**Your objective:** How many lines in the records contain the word "flower"? Reply with the number alone.

(Rows from a dataset)
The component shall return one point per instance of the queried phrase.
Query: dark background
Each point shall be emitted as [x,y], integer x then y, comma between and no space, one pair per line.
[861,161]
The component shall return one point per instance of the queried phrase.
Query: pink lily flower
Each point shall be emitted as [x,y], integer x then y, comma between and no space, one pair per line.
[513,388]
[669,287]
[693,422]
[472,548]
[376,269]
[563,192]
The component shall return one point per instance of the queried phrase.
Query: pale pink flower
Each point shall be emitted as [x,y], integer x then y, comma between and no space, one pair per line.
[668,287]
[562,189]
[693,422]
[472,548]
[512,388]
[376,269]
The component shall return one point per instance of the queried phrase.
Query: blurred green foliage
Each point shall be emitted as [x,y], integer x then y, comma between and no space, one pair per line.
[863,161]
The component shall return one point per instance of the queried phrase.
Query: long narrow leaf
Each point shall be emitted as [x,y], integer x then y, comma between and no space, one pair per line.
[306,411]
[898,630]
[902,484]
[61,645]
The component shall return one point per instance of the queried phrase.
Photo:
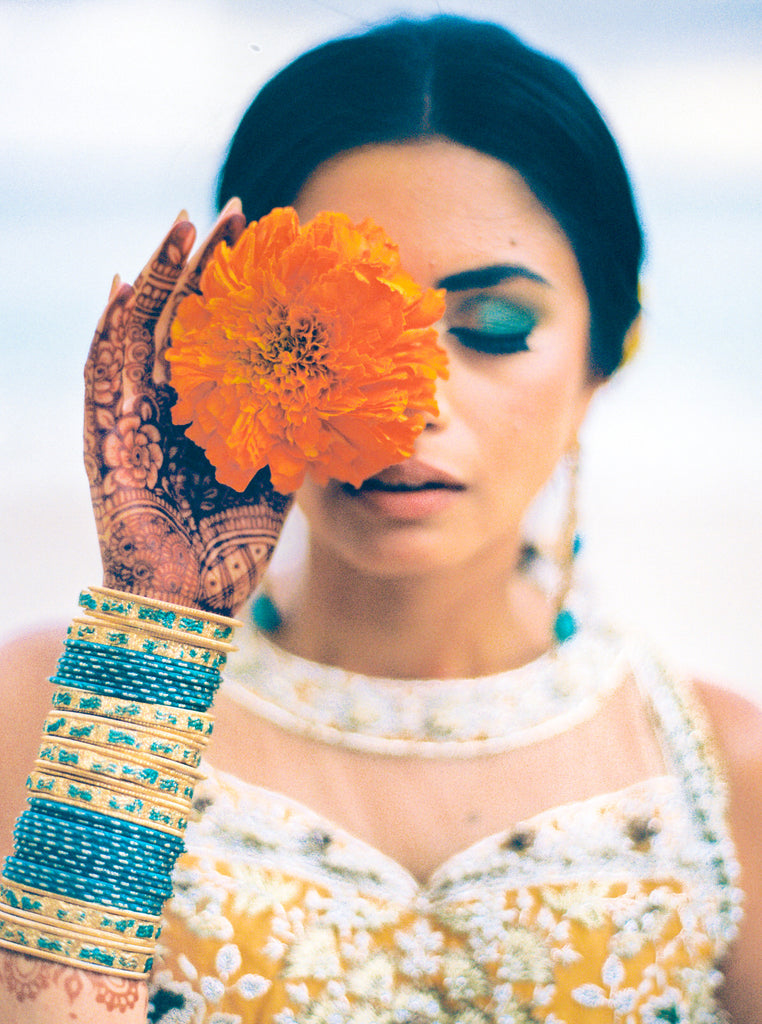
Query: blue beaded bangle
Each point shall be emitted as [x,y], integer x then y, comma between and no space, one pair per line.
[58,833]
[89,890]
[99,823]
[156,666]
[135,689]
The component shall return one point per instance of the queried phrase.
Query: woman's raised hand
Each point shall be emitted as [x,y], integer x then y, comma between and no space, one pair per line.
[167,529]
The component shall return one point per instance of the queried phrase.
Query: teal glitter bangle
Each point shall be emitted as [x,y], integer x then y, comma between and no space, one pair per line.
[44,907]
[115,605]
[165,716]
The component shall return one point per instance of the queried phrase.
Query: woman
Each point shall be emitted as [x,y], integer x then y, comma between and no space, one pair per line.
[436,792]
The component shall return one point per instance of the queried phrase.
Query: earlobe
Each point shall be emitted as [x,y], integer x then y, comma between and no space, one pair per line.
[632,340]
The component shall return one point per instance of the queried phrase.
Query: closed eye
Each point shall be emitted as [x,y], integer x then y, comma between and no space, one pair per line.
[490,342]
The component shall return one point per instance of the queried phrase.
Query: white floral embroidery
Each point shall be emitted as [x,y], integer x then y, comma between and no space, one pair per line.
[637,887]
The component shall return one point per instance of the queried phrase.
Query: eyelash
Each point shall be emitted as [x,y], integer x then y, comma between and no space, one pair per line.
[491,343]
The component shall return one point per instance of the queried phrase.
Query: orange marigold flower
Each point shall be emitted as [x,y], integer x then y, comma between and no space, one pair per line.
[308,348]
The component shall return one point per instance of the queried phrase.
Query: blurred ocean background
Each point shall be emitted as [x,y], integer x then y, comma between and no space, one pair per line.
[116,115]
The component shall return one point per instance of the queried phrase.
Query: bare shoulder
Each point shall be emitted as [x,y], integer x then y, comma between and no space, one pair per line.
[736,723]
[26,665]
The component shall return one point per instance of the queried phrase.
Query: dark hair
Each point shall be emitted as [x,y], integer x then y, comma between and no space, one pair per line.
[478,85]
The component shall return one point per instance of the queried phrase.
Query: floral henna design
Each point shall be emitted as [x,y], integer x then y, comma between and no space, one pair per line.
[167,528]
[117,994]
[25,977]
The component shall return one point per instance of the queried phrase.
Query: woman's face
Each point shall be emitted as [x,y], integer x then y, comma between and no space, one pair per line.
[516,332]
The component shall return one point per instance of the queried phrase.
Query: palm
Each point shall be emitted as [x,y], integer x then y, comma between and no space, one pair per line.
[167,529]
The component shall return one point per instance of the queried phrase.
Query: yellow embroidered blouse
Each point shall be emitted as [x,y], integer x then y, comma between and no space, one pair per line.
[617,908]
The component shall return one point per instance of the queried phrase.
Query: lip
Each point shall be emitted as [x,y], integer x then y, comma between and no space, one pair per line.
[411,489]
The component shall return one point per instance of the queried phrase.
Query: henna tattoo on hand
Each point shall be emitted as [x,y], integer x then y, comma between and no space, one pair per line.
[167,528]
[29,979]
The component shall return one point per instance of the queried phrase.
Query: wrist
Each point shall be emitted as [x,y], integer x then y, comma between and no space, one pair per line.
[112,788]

**Final result:** 3